### What this task involves
Copy the entries exactly, leaving out nothing.

### Supplied records
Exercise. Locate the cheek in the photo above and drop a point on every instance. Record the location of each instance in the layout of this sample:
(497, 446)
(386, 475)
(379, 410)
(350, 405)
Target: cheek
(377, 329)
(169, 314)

### Output of the exercise
Exercise. Locate the cheek in the photo above and drop a point on every instance. Record the location of each instance in the layout of this sample:
(497, 446)
(386, 475)
(379, 410)
(350, 405)
Target: cheek
(377, 329)
(169, 314)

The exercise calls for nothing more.